### Task requirements
All of the records below are to be given again word for word, with the pictures removed.

Point localization data:

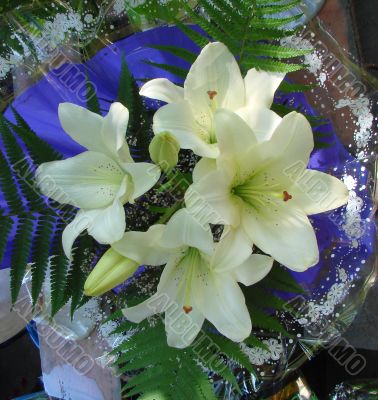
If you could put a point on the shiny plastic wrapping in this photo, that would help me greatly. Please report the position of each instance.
(53, 49)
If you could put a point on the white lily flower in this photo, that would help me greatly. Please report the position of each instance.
(265, 189)
(214, 81)
(200, 279)
(98, 181)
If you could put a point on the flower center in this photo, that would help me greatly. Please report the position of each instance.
(260, 195)
(189, 263)
(287, 196)
(212, 94)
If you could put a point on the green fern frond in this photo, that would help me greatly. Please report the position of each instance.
(265, 9)
(41, 252)
(79, 269)
(140, 121)
(9, 188)
(162, 370)
(196, 37)
(58, 276)
(20, 166)
(20, 254)
(39, 150)
(93, 103)
(6, 225)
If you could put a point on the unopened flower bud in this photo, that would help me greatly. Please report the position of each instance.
(112, 270)
(164, 150)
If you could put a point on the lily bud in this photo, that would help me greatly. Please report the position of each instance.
(112, 270)
(164, 150)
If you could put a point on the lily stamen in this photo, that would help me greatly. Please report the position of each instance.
(287, 196)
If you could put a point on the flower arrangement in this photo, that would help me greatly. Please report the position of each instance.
(192, 195)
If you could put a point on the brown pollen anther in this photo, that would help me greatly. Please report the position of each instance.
(212, 94)
(287, 196)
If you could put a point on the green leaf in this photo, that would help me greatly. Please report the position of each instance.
(41, 252)
(93, 103)
(20, 254)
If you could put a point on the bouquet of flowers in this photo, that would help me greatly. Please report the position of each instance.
(186, 172)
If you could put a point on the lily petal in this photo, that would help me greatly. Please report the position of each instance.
(108, 225)
(183, 328)
(144, 247)
(82, 125)
(210, 199)
(114, 129)
(260, 87)
(73, 230)
(222, 302)
(177, 119)
(162, 89)
(215, 70)
(234, 136)
(203, 167)
(183, 229)
(316, 192)
(284, 232)
(165, 296)
(144, 177)
(291, 144)
(262, 121)
(254, 269)
(233, 249)
(89, 180)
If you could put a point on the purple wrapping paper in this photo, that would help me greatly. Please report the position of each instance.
(39, 105)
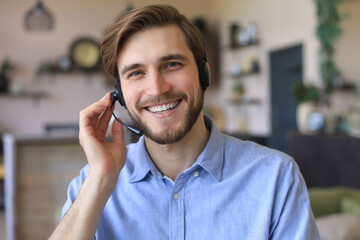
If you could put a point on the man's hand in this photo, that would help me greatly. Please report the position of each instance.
(105, 159)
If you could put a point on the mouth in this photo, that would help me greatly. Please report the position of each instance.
(162, 108)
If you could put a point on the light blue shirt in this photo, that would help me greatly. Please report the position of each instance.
(235, 190)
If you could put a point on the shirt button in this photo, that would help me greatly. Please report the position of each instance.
(176, 196)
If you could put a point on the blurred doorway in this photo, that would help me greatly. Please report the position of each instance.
(286, 66)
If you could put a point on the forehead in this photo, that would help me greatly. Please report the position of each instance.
(153, 42)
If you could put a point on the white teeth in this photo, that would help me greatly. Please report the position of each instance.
(163, 107)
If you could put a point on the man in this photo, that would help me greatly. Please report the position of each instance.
(183, 179)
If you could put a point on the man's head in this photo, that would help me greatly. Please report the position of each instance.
(138, 20)
(154, 52)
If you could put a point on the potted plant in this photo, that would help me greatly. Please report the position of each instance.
(237, 92)
(307, 97)
(5, 70)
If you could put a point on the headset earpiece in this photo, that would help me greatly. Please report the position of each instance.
(118, 93)
(204, 72)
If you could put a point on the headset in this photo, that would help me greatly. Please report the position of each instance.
(204, 77)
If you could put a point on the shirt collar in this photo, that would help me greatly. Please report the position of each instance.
(211, 159)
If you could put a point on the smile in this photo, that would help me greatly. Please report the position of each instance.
(163, 107)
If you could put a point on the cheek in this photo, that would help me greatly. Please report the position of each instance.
(130, 95)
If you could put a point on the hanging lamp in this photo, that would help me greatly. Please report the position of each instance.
(38, 18)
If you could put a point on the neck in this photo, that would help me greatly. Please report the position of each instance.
(172, 159)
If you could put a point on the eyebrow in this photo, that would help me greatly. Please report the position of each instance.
(169, 57)
(174, 57)
(130, 67)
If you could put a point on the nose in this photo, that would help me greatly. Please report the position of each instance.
(157, 84)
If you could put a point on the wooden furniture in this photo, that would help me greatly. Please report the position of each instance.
(327, 160)
(38, 172)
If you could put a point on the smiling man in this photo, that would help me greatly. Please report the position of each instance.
(183, 179)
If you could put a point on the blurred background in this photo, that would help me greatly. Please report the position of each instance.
(284, 74)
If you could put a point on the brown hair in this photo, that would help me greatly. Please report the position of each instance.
(140, 19)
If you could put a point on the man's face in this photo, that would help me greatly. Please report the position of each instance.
(160, 83)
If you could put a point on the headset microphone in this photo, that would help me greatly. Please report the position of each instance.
(135, 130)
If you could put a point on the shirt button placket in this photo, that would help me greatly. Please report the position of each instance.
(176, 196)
(177, 216)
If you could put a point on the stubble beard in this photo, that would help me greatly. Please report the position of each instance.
(168, 137)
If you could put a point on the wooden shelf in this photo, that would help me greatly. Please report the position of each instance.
(33, 95)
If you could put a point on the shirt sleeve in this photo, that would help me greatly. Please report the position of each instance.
(74, 189)
(292, 216)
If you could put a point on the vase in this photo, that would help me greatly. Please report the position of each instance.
(302, 112)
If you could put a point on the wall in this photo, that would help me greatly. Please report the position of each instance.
(68, 93)
(281, 23)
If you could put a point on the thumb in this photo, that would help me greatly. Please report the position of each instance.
(117, 132)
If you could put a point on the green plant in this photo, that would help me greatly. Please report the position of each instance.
(328, 31)
(305, 92)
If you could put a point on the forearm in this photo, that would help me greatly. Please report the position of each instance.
(82, 219)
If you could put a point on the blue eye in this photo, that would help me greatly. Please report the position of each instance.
(173, 64)
(134, 74)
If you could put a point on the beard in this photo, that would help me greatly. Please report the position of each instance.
(190, 117)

### Answer section
If you could put a point on the shiny plastic wrapping in this photo, that would help me greatly. Please report the position of each instance.
(53, 49)
If you could put a point on the white lily flower in this photo, that would help me greatly. Please report the position of each instance.
(265, 189)
(214, 81)
(200, 279)
(98, 181)
If you could put a point on the flower center in this photo, that would help me greatly. Please report the position of each instance.
(260, 195)
(189, 263)
(287, 196)
(212, 94)
If you could put a point on the green fern frond in this photo, that would help me greatly. Please report the position of each instance.
(265, 9)
(41, 252)
(79, 269)
(140, 121)
(9, 188)
(162, 370)
(196, 37)
(58, 276)
(20, 166)
(20, 254)
(39, 150)
(93, 103)
(6, 225)
If you could put a point on the unopened flower bud in this photo, that would help me greatly. Please report the position of each instance.
(112, 270)
(164, 150)
If you could put a point on the lily bud in this photo, that would help me greatly. Please report the position of each instance.
(112, 270)
(164, 150)
If you could put a point on the lily stamen in this photo, that would help me greatly. Please report the position of each instance.
(287, 196)
If you could put a point on the flower arrangement in this photo, that would help me greatly. Please report the position of each instance.
(192, 195)
If you could put a point on the brown pollen anther in this photo, that would help me greatly. Please report the position of each instance.
(212, 94)
(287, 196)
If you could put a point on the green leaf in this photo, that would help me greatly. Please report the position of each instance.
(41, 252)
(93, 103)
(20, 254)
If you could put a point on the bouquet of flowers in this photo, that would help me greatly. Please report the position of each instance.
(186, 172)
If you could put a point on the lily petal in this photo, that would help me greatly. Please report the position of each instance.
(108, 225)
(183, 328)
(144, 247)
(82, 125)
(210, 199)
(114, 129)
(260, 87)
(73, 230)
(222, 302)
(177, 119)
(162, 89)
(215, 70)
(234, 136)
(203, 167)
(183, 229)
(316, 192)
(284, 232)
(165, 296)
(144, 177)
(291, 144)
(262, 121)
(254, 269)
(233, 249)
(89, 180)
If you could put a point on the purple wrapping paper in this photo, that would help me greatly. Please report the position of each instance.
(39, 105)
If you could put a point on the man's hand in this photo, that would help me greatly. Please report the position of each instance.
(105, 159)
If you could put a point on the mouth in this photo, that would help me greatly. Please report the position of each instance.
(162, 108)
If you could put a point on the light blue shirt in this photo, that would help me greatly. Please report the position of each instance.
(235, 190)
If you could put a point on the shirt button in this photo, that would help me greatly. Please report the position of each instance.
(176, 196)
If you could put a point on the blurred doorway in this photo, that would help me greatly. Please report the position of each instance.
(286, 66)
If you could put a point on the forehead in this photo, that would help me greatly. Please report the position of each instance.
(153, 42)
If you could put a point on the white teeth in this photo, that would help me greatly. Please report the position of each instance.
(163, 107)
If you could put a point on the man in this photo, that would help me greatly. Please report the position of each instance.
(183, 179)
If you could put a point on the man's head in this photo, that would help me greatly. Please report the position of each instance.
(138, 20)
(154, 52)
If you could put a point on the potted plant in this photo, that would help me greatly. Please report the position of each instance.
(237, 92)
(307, 97)
(5, 70)
If you could put a point on the headset earpiece in this photo, that would help me greatly. Please report the position of each instance.
(118, 93)
(204, 72)
If you could put a point on the headset in this photo, that would help me greatly. Please report the position of each instance.
(204, 77)
If you could put a point on the shirt collar in this photo, that would help me greatly. Please report the position of each instance.
(211, 159)
If you could put a point on the smile in this photo, that would help me greatly. Please report the position of each instance.
(163, 107)
If you could put a point on the cheek in this photo, that would help me greatly. Please report the position of each instance.
(130, 95)
If you could put a point on the hanging lamp in this photo, that would help me greatly. Please report the position of each instance.
(38, 18)
If you could put a point on the neck in this photo, that would help me greatly. Please report the position of each instance.
(172, 159)
If you could put a point on the eyebrow in this photo, that would help me greatly. Please report the position of each instance.
(169, 57)
(174, 57)
(130, 67)
If you could put a point on the nose in this photo, that would help me greatly. Please report the position of each instance.
(157, 84)
If you could put a point on the wooden furniture in this photo, that would help me greatly. Please report the position of each instance.
(327, 160)
(38, 172)
If you could put a point on the smiling man in this photo, that would help me greatly. Please report the position of each instance.
(183, 179)
If you could put a point on the blurred background in this photo, that would help me greatly. Please report the position of each instance.
(284, 74)
If you could put a point on the brown hair in this photo, that would help me greatly. Please report the position of each instance.
(140, 19)
If you could put a point on the man's face in this photo, that would help me greatly. Please report the position of each instance.
(160, 83)
If you could put a point on the headset microphone in this photo, that would help me greatly. Please report the position of each instance.
(135, 130)
If you could put a point on the shirt button placket in this photo, that would help me greatly. Please report the position of each instance.
(176, 196)
(177, 216)
If you could put a point on the stubble beard in this photo, that would help me greatly. Please report the position of each instance.
(168, 137)
If you could put a point on the wooden shelf in this photo, that would help me greatly. Please report the position of each instance.
(33, 95)
If you could put a point on the shirt sleeve in this photo, that would help me greatly. Please report the position of each instance.
(74, 189)
(292, 216)
If you could put a point on the vase in this photo, that would help me greatly. Please report the position of each instance.
(302, 112)
If you could put a point on the wall in this photo, that would help me greatly. Please report the position of each instance.
(68, 93)
(281, 23)
If you could put a point on the thumb in this photo, that would help me greatly. Please report the position of each instance.
(117, 132)
If you could put a point on the green plant in this photo, that would help me greatly. Please report the position of each instance.
(328, 31)
(305, 92)
If you could put a point on the forearm in this photo, that would help me greatly. Please report the position of each instance.
(82, 219)
If you could put a point on the blue eye in this photo, that would help me greatly. Please report the position of each instance.
(173, 64)
(134, 74)
If you could put a point on the beard in this photo, that would help me greatly. Please report the position of each instance.
(190, 117)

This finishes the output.